-------- Selected passage --------
The Red Eye

United Rugby Championship 4 - Round 4 - Leinster (a)

Do you need an intro for this?

Do you need a history lesson on what it means? Do you need a retrospective on 2009? What that meant? The biggest sliding door moment in modern provincial rugby history. No, I don’t think you do.

Dig deep enough into anyone who was around for that game and you’ll find the wound or the healing scar, depending on the colour jersey you wore that day.

For Leinster; catharsis and a decade of wrongs righted. For Munster; chickens coming home to roost and the first unignorable sign of the great decline that was to follow.

But you know all that. It’s stitched into us at this stage. Old news.

I suppose it’s become relevant again because this is the first time we’ll play Leinster in that very stadium. It’s something of a bookend, 15 years later. But make no mistake; Munster aren’t thinking about avenging ROG this weekend. They aren’t thinking about putting right Rocky Elsom being offside. That’s ancient history. Might as well be talking about the Battle of Clontarf.

Whatever Munster do this weekend has to be rooted in the now. We’ve been here often enough before. The location and the attendance have moved northward – literally and metaphorically – but the game is the same. We haven’t won a regular season game in Dublin since 2014/15 if you exclude the Rainbow Cup win in the RDS, which almost everyone does. So whether this is Croke Park or the Aviva, the job is the same.

It doesn’t feel like it, but it is.

This is a colossal opportunity to shift the perception of the entire season. Change the mood music. Leinster are the red-hot favourites, playing at one of their biggest-ever home attendances; why not play up to that? Why not play the spoiler?

There is no karma. There is no divine balance to the universe.

There is only what you can rip and claw for you and yours.

Munster: 15. Mike Haley; 14. Calvin Nash, 13. Tom Farrell, 12. Alex Nankivell, 11. Seán O’Brien; 10. Jack Crowley, 9. Craig Casey; 1. Jeremy Loughman, 2. Niall Scannell, 3. Stephen Archer; 4. Jean Kleyn, 5. Tadhg Beirne (c); 6. Jack O’Donoghue, 7. John Hodnett, 8. Gavin Coombes.

Replacements: 16. Diarmuid Barron, 17. Kieran Ryan, 18. John Ryan, 19. Tom Ahern, 20. Ruadhán Quinn, 21. Conor Murray, 22. Tony Butler, 23. Shay McCarthy.

Leinster: 15. Hugo Keenan; 14. Liam Turner, 13. Garry Ringrose, 12. Jamie Osborne, 11. James Lowe; 10. Ciarán Frawley, 9. Jamison Gibson-Park; 1. Andrew Porter, 2. Lee Barron, 3. Tadhg Furlong, 4. RG Snyman, 5. James Ryan, 6. Jack Conan, 7. Josh van der Flier, 8. Caelan Doris (c)

Replacements: 16. Gus McCarthy, 17. Cian Healy, 18. Thomas Clarkson, 19. Ryan Baird, 20. Max Deegan, 21. Luke McGrath, 22. Ross Byrne, 23. Harry Byrne.


Leinster have very few weaknesses.

Watching them last weekend against Benetton, especially in the first half, you’d convince yourself that they have none at all. It was 28-0 inside the first half an hour in Treviso and maybe should have been more.
--------
§ Objectives:
a: Please reproduce the match preview word for word, from "Replacements: 16. Diarmuid" up to and including "23. Shay McCarthy.".
b: Carry on the match preview from its last sentence.
-------- Data records --------
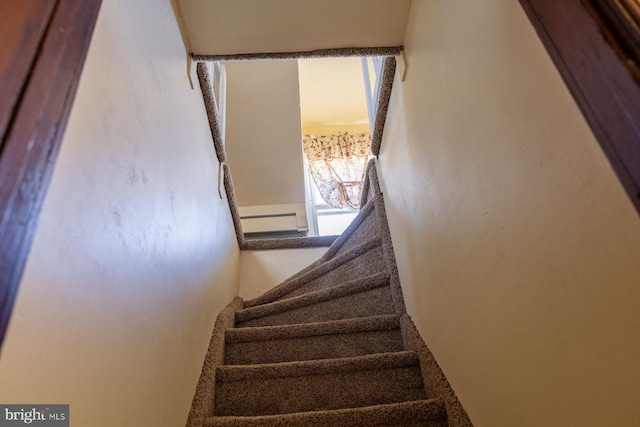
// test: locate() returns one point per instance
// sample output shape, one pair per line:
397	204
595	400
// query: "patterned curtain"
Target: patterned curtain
337	164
--------
§ Answers per task:
a:
Replacements: 16. Diarmuid Barron, 17. Kieran Ryan, 18. John Ryan, 19. Tom Ahern, 20. Ruadhán Quinn, 21. Conor Murray, 22. Tony Butler, 23. Shay McCarthy.

b:
Sure, Benetton were genuinely awful but there’s no worse side in the URC to be awful against. Watching the game back in detail showed me one thing very clearly; when Leinster get position around the 5m line off a set piece, they score almost every time. Leinster had five 22 entries against Benetton and scored a try on every single one of those entries.

The first try came from a typical Leinster pressure play on turnover ball – almost the perfect Leinster sequence under Neinaber. Benetton have lineout possession, hit the middle of the field and get ripped; Frawley takes the spilt ball and boots it deep into the Benetton 22.

They competed at the lineout as you’d expect but Benetton managed to retain possession before committing the cardinal sin against Leinster – blowing a simple exit.

Leinster milked a yellow card and a penalty try from the ensuing 5m lineout position. 7-0.

Off the restart, Leinster used the shortened middle line of Benetton’s defence – they had a prop in the bin – to exploit the easy fear of RG Snyman in the same pod as Tadhg Furlong. That combination of heavy playmakers with any kind of width forced the exact compression you’d expect.

Screen pass. Pop to deep runner into space.

Linebreak.

Try.

You can see the pressure they put on Negri – far from the most agile guy laterally – to cover that space.

It goes without saying but whenever you see Furlong and Snyman standing in the same pod with a player running in the screen, you’ve got to be incredibly worried about that entire triangle. Leinster still use a 3-2-X forward shape in attack – settled phase play and post-transition – and they will want Snyman and Furlong in that midfield two pod as often as possible.

It sounds obvious but three things are required when you want to beat Leinster before you want to do anything else; no dumb penalties to give them easy 22 access, no yellow cards and exit perfectly.

The overall theme of playing them should be denying them the things they build their identity around.

So that means playing zero rugby in your own half of the field unless it’s a kick exit or a kick into that back pin space they’ll leave behind Liam Turner when they’re defending on our 10m line. Deny them the energy they get from those defensive moments. If you have to kick out to give them lineouts, do it. That means contesting heavily at the middle of the lineout where they’ll try to use Ryan or Doris on their five-man schemes because that’s where they do almost all of their maul feint work but back yourself to cover that. Leinster’s strike plays are really good and they’ll use Frawley and Osbourne with Doris as the “pinch” but we’ve got to be very physical there anyway.

For me, the best illustration of how to beat this version of Leinster came in Game Week 2 against the Dragons in the Aviva Stadium. The Dragons played smart, hands-off, half-back-focused rugby that matched Leinster kick for kick.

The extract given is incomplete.